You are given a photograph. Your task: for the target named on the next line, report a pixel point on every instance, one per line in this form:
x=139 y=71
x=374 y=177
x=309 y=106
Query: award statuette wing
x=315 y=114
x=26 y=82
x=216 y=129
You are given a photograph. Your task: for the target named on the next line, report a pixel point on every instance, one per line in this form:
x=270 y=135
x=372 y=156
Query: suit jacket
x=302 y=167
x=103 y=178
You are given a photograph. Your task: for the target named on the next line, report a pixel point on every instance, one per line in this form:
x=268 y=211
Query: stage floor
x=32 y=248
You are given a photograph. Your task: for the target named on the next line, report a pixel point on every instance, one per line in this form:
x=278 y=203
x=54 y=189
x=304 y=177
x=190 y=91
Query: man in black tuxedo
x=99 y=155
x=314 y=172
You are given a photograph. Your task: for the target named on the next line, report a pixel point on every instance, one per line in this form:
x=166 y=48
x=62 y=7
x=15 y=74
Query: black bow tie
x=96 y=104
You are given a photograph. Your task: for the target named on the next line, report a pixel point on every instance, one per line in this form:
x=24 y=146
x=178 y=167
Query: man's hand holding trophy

-=-=-

Written problem ->
Turn the listing above into a Markdown table with two columns, No. and Text. Put one line per row, number the rows in order, and skip any blank lines.

Task result ->
| No. | Text |
|---|---|
| 1 | You are given a photograph. Your task: for the target named on the next line, report a pixel point on every instance, one per line in this form: |
| 2 | x=139 y=71 |
| 3 | x=374 y=177 |
| 4 | x=309 y=106 |
| 5 | Query: award statuette wing |
| 6 | x=315 y=114 |
| 7 | x=26 y=82 |
| 8 | x=216 y=129 |
| 9 | You are given a photograph. Your task: for the target named on the next line, report a pixel point on every instance, one per line in this form: |
| 10 | x=270 y=135 |
| 11 | x=372 y=156 |
| 12 | Query: suit jacket |
| 13 | x=302 y=167 |
| 14 | x=103 y=178 |
| 15 | You are given a photograph. Your task: for the target named on the next line, report a pixel point on every instance, one per line in this form: |
| 16 | x=268 y=211 |
| 17 | Query: stage floor |
| 18 | x=32 y=248 |
| 19 | You are given a photograph. Your task: for the target named on the next line, report a pixel point on every instance, one per line in this form: |
| 20 | x=278 y=203 |
| 21 | x=54 y=189 |
| 22 | x=304 y=177 |
| 23 | x=190 y=91 |
| 24 | Query: man in black tuxedo |
| 25 | x=99 y=155 |
| 26 | x=314 y=172 |
| 27 | You are given a photograph. Your task: for the target named on the next line, report a pixel point on every instance, one per line in this form: |
| 28 | x=166 y=48 |
| 29 | x=62 y=7 |
| 30 | x=15 y=74 |
| 31 | Query: black bow tie |
| 32 | x=96 y=104 |
| 33 | You are given a photograph. Your task: for the target named on the next line, report a pixel point on every instance, one per line in this form: |
| 34 | x=24 y=146 |
| 35 | x=178 y=167 |
| 36 | Query: man's hand holding trophy |